DATASET CONTENT |
== == ==

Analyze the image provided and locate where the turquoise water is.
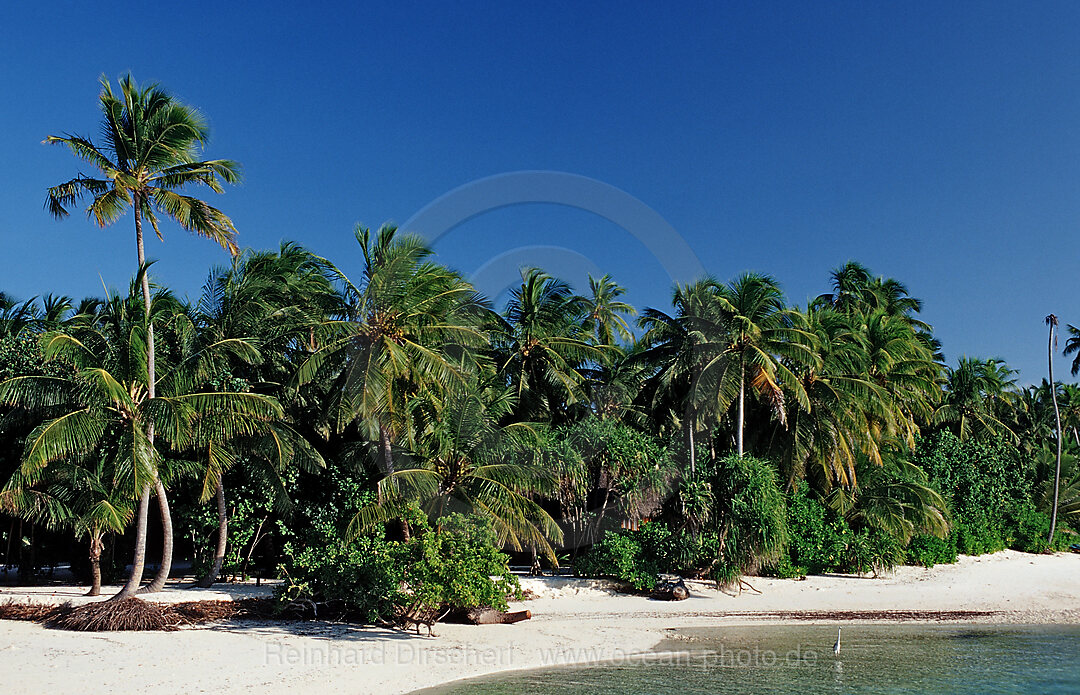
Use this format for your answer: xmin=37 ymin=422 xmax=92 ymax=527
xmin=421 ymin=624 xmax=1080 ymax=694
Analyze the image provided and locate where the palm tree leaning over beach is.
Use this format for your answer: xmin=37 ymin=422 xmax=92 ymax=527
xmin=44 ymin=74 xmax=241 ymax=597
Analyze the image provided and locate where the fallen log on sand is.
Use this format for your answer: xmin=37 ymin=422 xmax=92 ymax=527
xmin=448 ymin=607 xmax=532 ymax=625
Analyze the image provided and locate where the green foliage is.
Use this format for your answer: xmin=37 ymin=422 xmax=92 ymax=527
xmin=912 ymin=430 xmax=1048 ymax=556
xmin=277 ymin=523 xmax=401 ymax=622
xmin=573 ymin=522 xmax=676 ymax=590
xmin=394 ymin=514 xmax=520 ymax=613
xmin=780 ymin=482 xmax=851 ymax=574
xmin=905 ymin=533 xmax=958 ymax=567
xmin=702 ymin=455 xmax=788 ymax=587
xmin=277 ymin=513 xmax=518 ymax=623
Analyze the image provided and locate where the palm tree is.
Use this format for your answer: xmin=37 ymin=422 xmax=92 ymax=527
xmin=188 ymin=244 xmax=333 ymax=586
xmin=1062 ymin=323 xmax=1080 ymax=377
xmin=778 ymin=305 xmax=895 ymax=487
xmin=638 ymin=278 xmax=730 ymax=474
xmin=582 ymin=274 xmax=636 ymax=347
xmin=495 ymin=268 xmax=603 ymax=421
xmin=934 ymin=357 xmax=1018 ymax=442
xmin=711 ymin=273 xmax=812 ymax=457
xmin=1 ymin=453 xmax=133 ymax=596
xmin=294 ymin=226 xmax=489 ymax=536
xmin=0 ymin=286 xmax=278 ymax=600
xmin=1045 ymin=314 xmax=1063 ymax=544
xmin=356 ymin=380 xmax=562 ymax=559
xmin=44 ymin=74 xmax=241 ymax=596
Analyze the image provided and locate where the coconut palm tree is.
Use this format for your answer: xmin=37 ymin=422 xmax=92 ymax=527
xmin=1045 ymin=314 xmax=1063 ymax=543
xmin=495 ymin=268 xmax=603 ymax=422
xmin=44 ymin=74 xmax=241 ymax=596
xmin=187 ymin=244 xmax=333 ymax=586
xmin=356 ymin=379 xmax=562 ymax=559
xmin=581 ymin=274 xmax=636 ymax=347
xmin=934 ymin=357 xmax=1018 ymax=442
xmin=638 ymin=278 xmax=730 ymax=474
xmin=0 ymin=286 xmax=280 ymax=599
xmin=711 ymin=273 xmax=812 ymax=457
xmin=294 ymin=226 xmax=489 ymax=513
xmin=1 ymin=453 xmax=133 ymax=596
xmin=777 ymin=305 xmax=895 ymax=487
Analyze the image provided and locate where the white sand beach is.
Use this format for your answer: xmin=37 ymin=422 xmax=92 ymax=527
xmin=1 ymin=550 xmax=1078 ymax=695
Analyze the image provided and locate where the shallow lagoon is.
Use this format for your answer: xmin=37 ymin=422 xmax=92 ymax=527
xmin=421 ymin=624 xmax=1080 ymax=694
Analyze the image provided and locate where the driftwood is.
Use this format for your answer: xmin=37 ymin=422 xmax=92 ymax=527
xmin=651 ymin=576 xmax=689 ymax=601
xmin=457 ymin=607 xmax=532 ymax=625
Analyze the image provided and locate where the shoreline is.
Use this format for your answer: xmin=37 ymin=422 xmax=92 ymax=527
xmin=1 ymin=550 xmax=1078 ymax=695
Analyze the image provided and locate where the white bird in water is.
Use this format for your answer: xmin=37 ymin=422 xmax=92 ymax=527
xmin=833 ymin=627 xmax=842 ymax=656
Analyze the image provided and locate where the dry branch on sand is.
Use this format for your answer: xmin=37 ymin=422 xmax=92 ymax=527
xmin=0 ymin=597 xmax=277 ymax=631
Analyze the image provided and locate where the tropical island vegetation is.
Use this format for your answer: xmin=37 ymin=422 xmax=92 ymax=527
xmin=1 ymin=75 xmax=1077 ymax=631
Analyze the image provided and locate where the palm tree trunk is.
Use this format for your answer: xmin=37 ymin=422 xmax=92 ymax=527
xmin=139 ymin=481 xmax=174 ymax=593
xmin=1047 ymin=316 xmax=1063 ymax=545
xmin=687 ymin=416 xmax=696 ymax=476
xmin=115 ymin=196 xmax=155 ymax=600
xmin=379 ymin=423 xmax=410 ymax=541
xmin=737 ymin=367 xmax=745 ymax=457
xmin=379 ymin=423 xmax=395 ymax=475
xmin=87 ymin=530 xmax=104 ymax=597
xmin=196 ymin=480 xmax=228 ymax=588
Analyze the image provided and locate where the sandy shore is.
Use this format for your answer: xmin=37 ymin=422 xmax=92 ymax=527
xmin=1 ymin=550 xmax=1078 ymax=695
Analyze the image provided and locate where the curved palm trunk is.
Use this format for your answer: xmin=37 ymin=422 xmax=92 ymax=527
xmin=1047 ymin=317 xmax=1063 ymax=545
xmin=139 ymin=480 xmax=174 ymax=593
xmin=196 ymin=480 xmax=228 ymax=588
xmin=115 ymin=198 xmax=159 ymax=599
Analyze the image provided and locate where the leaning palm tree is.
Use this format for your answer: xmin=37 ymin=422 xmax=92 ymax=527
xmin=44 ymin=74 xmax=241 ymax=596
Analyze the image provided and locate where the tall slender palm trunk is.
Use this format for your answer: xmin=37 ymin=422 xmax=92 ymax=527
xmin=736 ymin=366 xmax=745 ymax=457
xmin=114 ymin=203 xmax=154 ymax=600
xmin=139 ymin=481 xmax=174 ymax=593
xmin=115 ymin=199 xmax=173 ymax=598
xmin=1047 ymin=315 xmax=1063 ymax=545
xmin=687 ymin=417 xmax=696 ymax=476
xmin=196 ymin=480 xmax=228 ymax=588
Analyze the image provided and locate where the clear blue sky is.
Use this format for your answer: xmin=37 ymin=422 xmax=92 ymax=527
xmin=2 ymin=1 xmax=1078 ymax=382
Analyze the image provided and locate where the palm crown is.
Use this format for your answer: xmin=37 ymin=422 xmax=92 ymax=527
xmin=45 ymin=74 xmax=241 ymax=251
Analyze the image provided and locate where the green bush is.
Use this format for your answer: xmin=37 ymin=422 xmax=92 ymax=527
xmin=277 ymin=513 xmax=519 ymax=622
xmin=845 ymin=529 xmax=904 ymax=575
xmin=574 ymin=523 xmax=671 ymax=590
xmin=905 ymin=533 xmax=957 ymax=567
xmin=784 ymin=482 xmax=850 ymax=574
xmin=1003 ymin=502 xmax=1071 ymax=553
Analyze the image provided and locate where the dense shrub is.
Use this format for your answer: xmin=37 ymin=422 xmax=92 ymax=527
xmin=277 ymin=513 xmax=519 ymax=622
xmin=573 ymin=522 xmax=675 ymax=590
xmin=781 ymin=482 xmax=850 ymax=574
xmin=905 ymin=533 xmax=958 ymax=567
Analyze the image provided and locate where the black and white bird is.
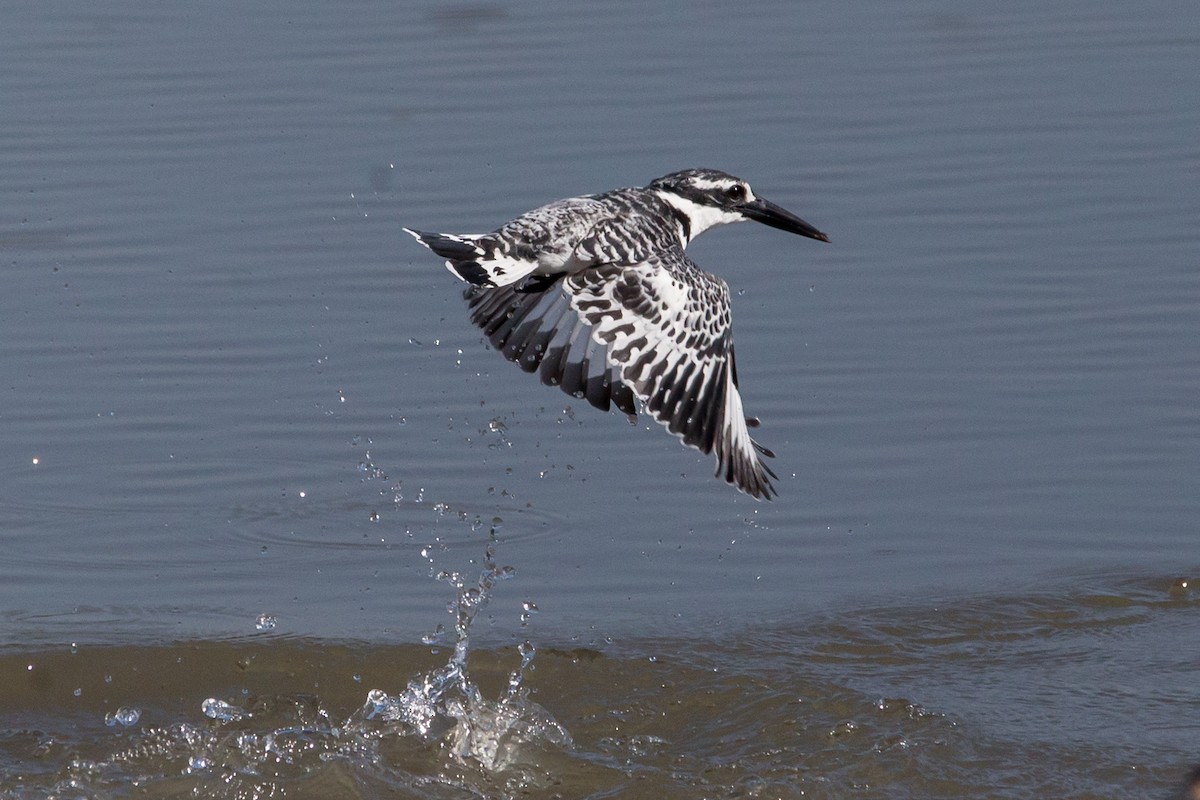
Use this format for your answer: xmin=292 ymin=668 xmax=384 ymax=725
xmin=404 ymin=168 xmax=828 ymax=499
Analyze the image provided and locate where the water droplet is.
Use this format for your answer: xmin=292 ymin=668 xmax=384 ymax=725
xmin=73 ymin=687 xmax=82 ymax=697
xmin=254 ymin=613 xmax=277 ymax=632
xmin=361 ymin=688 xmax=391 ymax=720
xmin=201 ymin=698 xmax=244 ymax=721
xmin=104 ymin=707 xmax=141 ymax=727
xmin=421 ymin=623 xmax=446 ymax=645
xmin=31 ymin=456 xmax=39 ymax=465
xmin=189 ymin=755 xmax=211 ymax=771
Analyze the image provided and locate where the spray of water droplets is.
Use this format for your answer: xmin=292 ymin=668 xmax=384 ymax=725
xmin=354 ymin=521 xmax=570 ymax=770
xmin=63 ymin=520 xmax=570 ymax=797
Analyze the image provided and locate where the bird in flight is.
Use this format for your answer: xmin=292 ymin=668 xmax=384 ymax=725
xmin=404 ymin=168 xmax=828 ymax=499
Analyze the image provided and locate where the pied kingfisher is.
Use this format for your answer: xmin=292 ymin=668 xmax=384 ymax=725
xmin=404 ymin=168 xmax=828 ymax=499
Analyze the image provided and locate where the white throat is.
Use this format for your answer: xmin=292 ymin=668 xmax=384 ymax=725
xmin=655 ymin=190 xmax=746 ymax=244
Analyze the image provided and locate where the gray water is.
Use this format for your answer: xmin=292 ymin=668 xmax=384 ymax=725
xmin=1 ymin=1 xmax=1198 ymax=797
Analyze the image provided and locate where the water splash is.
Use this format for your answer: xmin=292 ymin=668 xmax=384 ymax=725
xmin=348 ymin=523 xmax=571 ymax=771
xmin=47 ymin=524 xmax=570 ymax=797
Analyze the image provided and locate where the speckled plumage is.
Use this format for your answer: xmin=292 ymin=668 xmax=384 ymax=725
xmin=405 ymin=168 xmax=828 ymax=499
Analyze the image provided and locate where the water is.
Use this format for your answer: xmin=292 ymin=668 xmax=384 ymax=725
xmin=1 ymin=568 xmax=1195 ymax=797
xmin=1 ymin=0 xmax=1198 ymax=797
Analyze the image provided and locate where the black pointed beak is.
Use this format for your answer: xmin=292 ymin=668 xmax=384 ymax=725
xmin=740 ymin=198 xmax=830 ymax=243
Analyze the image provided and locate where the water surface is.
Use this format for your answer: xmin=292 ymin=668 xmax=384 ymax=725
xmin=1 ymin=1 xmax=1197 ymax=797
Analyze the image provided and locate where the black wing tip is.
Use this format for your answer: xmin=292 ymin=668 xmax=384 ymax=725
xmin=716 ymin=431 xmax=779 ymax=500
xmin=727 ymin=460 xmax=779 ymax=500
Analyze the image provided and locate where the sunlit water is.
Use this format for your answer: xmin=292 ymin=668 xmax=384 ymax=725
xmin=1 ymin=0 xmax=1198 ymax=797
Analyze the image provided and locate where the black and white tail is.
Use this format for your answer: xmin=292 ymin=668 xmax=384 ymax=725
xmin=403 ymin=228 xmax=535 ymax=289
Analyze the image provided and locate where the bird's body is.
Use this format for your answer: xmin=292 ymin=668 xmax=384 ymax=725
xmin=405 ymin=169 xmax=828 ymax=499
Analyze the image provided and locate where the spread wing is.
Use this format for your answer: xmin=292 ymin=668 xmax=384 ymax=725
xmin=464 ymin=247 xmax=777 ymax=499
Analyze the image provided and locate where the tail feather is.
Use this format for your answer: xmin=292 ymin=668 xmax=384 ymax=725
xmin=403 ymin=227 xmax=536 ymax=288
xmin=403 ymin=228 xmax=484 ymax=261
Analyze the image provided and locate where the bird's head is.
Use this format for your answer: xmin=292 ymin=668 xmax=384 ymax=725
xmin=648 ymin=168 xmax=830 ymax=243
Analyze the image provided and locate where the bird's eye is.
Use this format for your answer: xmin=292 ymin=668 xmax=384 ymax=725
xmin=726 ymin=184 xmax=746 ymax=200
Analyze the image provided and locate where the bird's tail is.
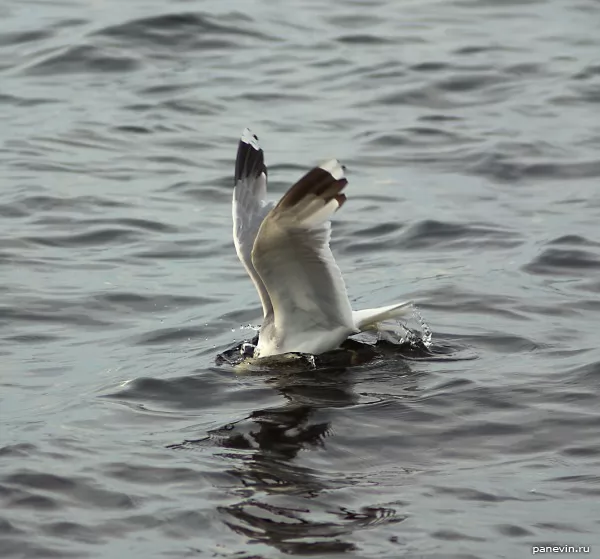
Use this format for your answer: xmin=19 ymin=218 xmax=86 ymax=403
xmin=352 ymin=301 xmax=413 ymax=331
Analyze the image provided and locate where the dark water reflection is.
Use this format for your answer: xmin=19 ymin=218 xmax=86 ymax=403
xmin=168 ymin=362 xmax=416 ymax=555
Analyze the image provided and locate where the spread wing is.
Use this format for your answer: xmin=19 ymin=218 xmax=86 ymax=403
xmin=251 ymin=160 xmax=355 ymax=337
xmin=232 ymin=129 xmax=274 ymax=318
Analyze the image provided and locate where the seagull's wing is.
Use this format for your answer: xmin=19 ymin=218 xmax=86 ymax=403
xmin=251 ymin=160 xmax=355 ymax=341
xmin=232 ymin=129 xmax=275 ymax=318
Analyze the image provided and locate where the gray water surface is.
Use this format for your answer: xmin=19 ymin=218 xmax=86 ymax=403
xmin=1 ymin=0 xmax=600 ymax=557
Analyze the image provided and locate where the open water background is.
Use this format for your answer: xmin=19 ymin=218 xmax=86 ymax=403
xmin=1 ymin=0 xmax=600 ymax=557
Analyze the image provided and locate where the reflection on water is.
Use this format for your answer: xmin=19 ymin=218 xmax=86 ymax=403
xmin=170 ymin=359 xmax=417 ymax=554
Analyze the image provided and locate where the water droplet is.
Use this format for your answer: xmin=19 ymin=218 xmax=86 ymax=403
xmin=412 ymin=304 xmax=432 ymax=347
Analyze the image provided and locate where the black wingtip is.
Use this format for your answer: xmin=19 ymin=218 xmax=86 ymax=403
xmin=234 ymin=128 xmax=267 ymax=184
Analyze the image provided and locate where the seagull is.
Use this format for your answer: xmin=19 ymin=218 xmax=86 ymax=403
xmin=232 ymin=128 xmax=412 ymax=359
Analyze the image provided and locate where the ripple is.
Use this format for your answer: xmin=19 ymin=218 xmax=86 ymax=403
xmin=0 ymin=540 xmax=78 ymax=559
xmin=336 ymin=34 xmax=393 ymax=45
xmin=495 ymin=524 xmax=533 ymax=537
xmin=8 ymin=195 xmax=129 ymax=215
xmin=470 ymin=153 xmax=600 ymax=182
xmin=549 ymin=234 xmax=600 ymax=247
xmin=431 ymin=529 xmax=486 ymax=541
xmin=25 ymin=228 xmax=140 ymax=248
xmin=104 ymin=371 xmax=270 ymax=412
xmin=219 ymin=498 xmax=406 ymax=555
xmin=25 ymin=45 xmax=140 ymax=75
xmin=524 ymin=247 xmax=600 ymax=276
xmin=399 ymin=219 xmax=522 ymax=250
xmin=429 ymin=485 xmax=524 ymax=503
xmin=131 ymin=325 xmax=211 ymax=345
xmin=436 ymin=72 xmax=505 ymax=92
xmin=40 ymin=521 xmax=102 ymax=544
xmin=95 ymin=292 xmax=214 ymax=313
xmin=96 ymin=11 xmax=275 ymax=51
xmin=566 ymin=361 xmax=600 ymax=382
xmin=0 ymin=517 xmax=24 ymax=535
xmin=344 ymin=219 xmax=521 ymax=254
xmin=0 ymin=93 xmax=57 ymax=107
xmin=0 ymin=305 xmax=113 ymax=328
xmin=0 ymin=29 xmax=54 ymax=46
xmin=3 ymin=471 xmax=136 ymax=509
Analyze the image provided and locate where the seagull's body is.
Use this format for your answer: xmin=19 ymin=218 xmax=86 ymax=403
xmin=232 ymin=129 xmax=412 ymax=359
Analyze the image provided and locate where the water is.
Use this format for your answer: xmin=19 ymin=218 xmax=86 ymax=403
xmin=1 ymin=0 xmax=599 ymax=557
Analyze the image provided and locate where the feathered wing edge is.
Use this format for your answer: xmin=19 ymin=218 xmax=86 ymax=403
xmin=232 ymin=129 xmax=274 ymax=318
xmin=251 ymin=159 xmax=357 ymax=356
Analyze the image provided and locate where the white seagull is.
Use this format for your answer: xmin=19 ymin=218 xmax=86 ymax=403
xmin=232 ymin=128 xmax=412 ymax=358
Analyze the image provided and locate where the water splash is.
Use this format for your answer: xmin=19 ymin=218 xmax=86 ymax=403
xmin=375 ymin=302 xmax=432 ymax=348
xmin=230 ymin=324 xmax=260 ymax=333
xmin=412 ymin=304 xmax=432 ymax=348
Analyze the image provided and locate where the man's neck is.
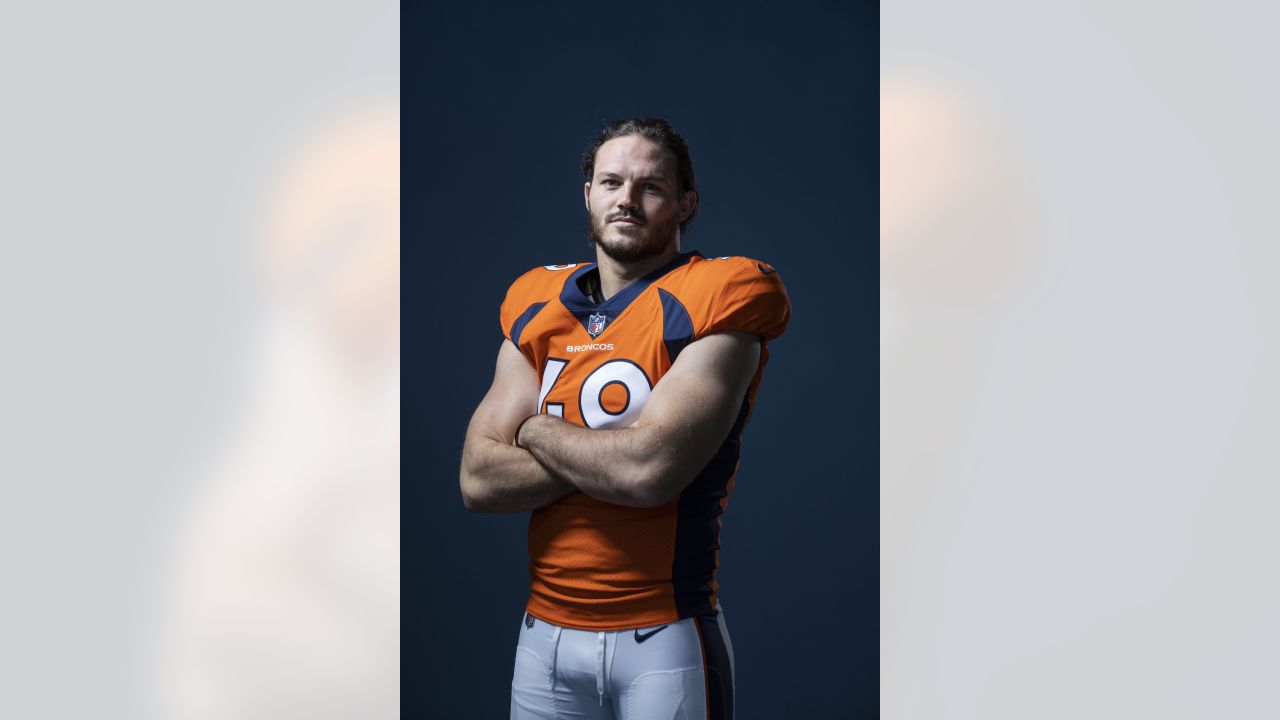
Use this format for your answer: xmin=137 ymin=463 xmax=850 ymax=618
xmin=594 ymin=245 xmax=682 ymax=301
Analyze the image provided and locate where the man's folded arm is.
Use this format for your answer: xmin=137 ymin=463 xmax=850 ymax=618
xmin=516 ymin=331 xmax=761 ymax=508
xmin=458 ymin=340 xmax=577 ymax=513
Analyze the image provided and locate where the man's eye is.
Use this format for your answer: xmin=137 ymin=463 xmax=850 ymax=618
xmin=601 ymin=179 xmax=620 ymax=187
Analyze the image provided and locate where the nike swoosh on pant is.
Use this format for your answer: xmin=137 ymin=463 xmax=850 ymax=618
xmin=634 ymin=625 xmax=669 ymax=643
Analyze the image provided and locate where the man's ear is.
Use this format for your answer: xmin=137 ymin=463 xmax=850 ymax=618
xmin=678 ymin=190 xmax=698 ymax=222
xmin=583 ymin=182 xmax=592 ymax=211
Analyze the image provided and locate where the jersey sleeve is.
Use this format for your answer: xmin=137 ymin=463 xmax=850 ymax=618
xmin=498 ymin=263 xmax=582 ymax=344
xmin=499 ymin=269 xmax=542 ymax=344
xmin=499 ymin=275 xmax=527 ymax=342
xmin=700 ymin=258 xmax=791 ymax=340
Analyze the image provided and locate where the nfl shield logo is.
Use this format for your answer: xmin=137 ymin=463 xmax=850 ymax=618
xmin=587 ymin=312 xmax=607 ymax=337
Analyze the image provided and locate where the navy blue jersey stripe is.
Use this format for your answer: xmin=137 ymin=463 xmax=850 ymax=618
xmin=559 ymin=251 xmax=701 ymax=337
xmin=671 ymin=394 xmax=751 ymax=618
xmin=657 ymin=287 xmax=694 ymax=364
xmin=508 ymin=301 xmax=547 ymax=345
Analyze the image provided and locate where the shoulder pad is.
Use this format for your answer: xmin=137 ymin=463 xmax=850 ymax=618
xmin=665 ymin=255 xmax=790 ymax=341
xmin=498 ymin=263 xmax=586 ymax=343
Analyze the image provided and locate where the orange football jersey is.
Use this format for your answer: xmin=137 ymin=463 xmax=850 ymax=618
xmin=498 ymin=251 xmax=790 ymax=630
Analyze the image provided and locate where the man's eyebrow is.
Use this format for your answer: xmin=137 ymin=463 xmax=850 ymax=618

== == ==

REQUIRED ACTION | Which of the lines in the listing above include "palm"? Report each of them.

EXERCISE ANSWER |
Analyze the image provided and locate where the palm tree leaning over beach is.
Analyze the image provided and locate where the palm tree is.
Analyze the image provided and locate where the coconut palm tree is.
Analyze the image provided and locate where the palm tree trunk is.
Analyze the image provided and locate where the curved palm trunk is.
Analyze the image provided and locate where the leaning palm tree is.
Analyze the image provided and locate where the tall slender palm trunk is.
Analyze the image provided and locate where the palm crown is.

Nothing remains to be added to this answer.